Directions: An exact copy of every entry is the answer here, with no pictures.

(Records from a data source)
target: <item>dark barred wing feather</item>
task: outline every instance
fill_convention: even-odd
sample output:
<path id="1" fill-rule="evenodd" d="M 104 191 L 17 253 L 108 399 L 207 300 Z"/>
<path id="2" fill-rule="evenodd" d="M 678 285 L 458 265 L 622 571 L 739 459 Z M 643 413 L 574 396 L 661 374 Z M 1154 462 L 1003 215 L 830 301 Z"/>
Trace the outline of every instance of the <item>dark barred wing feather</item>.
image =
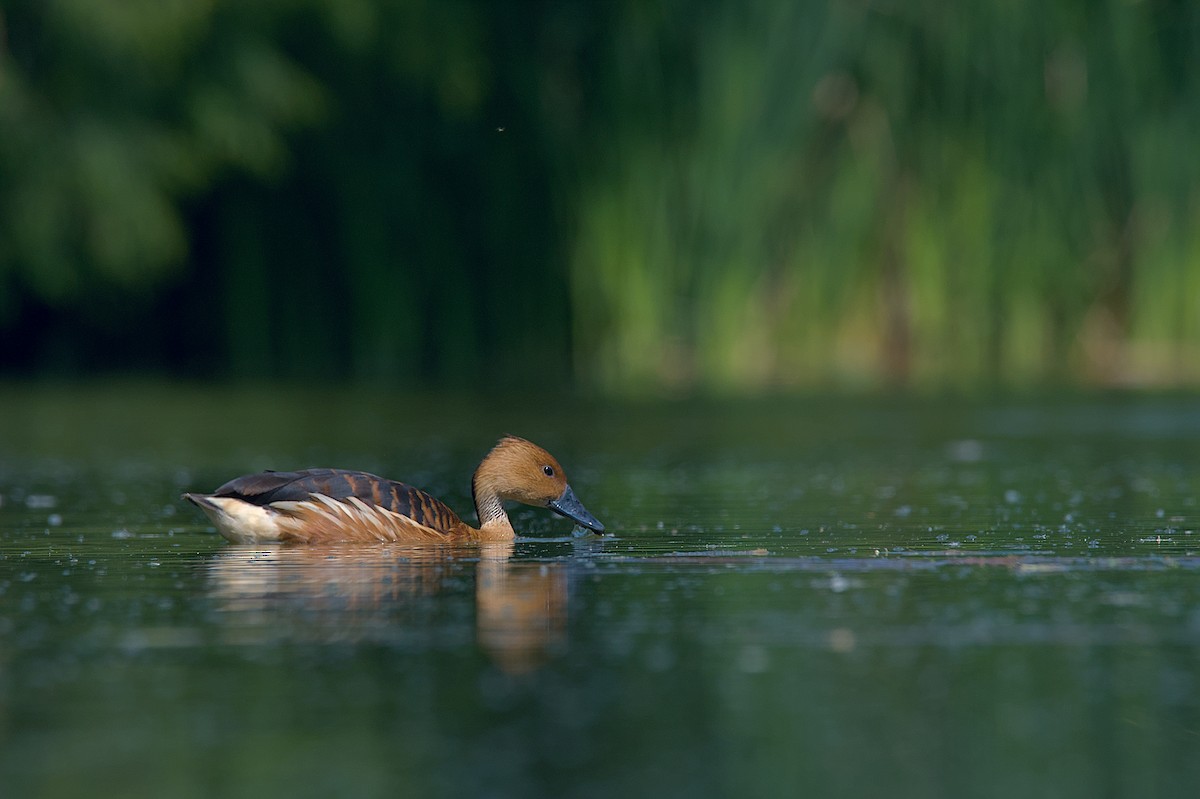
<path id="1" fill-rule="evenodd" d="M 463 523 L 449 506 L 418 488 L 344 469 L 248 474 L 230 480 L 213 495 L 269 505 L 272 502 L 303 502 L 313 494 L 323 494 L 341 502 L 357 497 L 368 505 L 387 508 L 434 530 L 450 531 Z"/>

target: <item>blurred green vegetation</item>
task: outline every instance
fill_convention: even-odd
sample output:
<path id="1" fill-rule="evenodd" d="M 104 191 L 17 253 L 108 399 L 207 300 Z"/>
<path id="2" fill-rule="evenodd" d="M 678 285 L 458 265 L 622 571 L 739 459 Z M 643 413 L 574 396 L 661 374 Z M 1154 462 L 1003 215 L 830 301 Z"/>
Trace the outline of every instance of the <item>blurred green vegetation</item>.
<path id="1" fill-rule="evenodd" d="M 1200 381 L 1182 0 L 6 0 L 0 374 Z"/>

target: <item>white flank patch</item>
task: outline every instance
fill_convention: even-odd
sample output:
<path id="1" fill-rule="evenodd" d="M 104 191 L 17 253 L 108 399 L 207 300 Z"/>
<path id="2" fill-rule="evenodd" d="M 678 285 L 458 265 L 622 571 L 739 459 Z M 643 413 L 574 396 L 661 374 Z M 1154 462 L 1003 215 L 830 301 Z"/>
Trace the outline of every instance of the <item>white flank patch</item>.
<path id="1" fill-rule="evenodd" d="M 232 497 L 201 497 L 200 509 L 208 514 L 217 532 L 235 544 L 279 540 L 278 514 Z"/>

Written answer:
target: <item>dark barred wing feather</item>
task: outline every instance
fill_convention: even-odd
sample output:
<path id="1" fill-rule="evenodd" d="M 104 191 L 17 253 L 108 399 L 207 300 Z"/>
<path id="2" fill-rule="evenodd" d="M 678 285 L 458 265 L 622 571 L 739 459 Z M 643 413 L 574 396 L 661 374 Z M 1154 462 L 1003 215 L 830 301 Z"/>
Trace the outline of every instance of the <item>dark barred wing feather</item>.
image =
<path id="1" fill-rule="evenodd" d="M 463 523 L 449 506 L 418 488 L 344 469 L 248 474 L 230 480 L 213 495 L 269 505 L 272 502 L 303 502 L 313 494 L 323 494 L 341 502 L 357 497 L 368 505 L 387 508 L 434 530 L 450 531 Z"/>

target: <item>blurred green vegetation</item>
task: outline every instance
fill_convention: even-odd
sample output:
<path id="1" fill-rule="evenodd" d="M 104 191 L 17 253 L 108 399 L 207 300 Z"/>
<path id="2" fill-rule="evenodd" d="M 678 285 L 458 265 L 622 571 L 739 459 Z M 643 413 L 574 396 L 661 374 Z M 1154 462 L 1003 215 L 830 301 Z"/>
Trace the outline of every instance of the <item>blurred green vegetation</item>.
<path id="1" fill-rule="evenodd" d="M 1200 381 L 1182 0 L 6 0 L 0 374 Z"/>

target: <item>white flank patch</item>
task: outline every instance
fill_convention: even-odd
sample output:
<path id="1" fill-rule="evenodd" d="M 104 191 L 17 253 L 108 399 L 207 300 Z"/>
<path id="2" fill-rule="evenodd" d="M 678 285 L 458 265 L 622 571 L 739 459 Z M 643 413 L 574 396 L 661 374 Z M 1154 462 L 1003 215 L 830 301 Z"/>
Trace the outline of every instance of the <item>white flank patch</item>.
<path id="1" fill-rule="evenodd" d="M 232 497 L 201 497 L 200 509 L 208 514 L 217 532 L 235 544 L 279 540 L 278 514 Z"/>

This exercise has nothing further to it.